WHAT IS BEING ASKED. List every line in the records that contains the string "glass", with case counting.

RECORDS FOR PROCESSING.
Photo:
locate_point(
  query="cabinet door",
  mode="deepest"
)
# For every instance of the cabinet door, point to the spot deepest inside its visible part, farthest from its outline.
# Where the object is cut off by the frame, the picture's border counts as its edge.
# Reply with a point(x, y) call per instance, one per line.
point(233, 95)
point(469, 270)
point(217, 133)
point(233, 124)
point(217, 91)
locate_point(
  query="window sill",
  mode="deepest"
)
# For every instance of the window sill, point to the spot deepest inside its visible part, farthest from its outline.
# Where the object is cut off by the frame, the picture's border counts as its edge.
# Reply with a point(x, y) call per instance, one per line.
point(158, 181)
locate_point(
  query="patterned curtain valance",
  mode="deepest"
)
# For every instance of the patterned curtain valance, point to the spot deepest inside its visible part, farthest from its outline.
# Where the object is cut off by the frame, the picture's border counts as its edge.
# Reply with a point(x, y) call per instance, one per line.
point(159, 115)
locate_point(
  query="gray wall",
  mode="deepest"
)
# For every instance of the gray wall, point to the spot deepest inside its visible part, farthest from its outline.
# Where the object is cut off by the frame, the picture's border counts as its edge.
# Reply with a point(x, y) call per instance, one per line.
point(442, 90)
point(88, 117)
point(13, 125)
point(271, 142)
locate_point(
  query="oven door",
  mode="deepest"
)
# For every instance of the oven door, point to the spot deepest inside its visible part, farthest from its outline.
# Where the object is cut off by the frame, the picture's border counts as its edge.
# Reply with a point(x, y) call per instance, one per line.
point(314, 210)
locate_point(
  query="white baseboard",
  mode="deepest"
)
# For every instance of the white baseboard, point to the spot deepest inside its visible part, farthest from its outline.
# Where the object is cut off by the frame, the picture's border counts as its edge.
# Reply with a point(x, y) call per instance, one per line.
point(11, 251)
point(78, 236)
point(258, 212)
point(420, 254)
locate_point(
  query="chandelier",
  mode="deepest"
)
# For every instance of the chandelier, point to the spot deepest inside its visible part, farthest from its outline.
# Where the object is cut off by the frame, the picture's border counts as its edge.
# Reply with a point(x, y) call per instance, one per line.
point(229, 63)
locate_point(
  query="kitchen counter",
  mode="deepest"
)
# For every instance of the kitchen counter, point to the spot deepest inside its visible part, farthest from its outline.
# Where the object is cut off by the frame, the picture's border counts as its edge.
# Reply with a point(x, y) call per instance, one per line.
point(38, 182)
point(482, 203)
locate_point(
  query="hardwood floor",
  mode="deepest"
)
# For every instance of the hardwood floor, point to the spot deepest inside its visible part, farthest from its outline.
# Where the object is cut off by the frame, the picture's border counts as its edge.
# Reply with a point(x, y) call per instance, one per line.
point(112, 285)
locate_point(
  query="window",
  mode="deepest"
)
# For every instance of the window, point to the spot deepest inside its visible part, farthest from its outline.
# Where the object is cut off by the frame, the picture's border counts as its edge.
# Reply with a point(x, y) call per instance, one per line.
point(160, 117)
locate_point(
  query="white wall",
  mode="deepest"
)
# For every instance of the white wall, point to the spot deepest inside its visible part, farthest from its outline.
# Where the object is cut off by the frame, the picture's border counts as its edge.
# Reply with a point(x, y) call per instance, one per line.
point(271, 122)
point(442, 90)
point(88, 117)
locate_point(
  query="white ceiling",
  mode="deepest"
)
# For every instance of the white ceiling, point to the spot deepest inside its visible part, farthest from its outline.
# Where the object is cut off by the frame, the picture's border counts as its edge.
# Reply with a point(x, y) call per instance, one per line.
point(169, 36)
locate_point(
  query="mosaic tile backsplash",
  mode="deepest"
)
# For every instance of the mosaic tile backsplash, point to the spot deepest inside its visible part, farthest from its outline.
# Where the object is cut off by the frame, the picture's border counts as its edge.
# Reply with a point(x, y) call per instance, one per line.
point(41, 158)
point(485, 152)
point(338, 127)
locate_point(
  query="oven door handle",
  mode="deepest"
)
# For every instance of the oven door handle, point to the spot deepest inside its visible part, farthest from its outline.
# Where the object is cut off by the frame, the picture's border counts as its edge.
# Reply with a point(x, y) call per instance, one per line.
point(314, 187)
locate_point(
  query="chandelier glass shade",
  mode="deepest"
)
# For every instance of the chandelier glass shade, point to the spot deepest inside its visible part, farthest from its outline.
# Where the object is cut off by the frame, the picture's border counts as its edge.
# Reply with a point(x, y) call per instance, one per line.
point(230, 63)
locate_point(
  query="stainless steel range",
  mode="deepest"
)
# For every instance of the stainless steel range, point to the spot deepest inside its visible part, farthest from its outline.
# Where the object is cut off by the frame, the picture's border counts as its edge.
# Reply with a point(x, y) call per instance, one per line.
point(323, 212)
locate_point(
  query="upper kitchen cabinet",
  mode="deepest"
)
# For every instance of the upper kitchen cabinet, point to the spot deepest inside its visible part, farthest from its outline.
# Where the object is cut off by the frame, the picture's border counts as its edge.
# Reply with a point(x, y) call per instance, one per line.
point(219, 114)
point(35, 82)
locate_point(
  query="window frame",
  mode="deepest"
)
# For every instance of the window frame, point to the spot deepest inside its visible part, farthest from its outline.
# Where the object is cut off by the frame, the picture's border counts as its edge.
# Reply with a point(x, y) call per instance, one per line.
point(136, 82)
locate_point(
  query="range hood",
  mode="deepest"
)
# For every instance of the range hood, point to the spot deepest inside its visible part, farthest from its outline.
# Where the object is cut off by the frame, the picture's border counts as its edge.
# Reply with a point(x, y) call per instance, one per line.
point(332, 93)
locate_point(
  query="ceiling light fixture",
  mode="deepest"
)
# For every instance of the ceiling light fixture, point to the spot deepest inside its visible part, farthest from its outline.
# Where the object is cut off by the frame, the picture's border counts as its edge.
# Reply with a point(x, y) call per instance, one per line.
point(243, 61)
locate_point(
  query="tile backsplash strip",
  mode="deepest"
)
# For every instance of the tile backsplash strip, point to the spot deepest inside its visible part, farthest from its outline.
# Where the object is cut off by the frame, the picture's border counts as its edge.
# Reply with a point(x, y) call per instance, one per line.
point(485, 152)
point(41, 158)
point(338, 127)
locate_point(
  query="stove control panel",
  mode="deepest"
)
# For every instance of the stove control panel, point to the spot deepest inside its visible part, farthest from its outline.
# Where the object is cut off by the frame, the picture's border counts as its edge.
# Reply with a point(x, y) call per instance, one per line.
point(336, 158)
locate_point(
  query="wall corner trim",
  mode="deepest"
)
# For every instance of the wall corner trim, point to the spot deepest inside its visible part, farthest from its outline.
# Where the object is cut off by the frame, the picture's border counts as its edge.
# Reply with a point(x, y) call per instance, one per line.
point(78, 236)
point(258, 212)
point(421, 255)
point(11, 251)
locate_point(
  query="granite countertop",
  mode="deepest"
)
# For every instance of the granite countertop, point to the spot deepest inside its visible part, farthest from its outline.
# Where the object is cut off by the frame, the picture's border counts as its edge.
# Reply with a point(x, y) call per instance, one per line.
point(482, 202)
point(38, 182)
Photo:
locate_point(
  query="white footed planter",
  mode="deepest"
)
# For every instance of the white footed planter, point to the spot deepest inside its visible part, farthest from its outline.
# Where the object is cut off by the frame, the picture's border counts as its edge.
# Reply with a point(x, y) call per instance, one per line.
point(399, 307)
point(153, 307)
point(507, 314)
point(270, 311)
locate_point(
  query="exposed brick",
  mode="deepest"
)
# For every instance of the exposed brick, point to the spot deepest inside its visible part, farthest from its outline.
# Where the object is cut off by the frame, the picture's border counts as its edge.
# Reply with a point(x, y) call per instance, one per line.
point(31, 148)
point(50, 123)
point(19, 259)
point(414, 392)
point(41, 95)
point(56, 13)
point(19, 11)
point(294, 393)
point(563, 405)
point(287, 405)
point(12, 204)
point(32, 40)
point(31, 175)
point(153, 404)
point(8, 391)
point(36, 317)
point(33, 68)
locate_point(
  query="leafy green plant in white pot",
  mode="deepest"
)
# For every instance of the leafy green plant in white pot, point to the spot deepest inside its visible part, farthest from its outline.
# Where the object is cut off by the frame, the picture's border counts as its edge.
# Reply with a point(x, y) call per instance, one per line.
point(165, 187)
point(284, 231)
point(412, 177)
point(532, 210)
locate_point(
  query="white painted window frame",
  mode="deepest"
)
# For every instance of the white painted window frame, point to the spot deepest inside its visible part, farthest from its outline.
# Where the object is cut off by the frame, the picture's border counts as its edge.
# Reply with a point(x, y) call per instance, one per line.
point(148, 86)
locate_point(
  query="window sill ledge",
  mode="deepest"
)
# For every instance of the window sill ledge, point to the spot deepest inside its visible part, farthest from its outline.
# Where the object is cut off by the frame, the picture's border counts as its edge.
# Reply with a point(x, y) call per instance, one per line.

FULL RESPONSE.
  query="chandelier glass shade",
# For every instance of the chandelier glass shade, point to the spot deepest inside its visible part, farthest from its outline.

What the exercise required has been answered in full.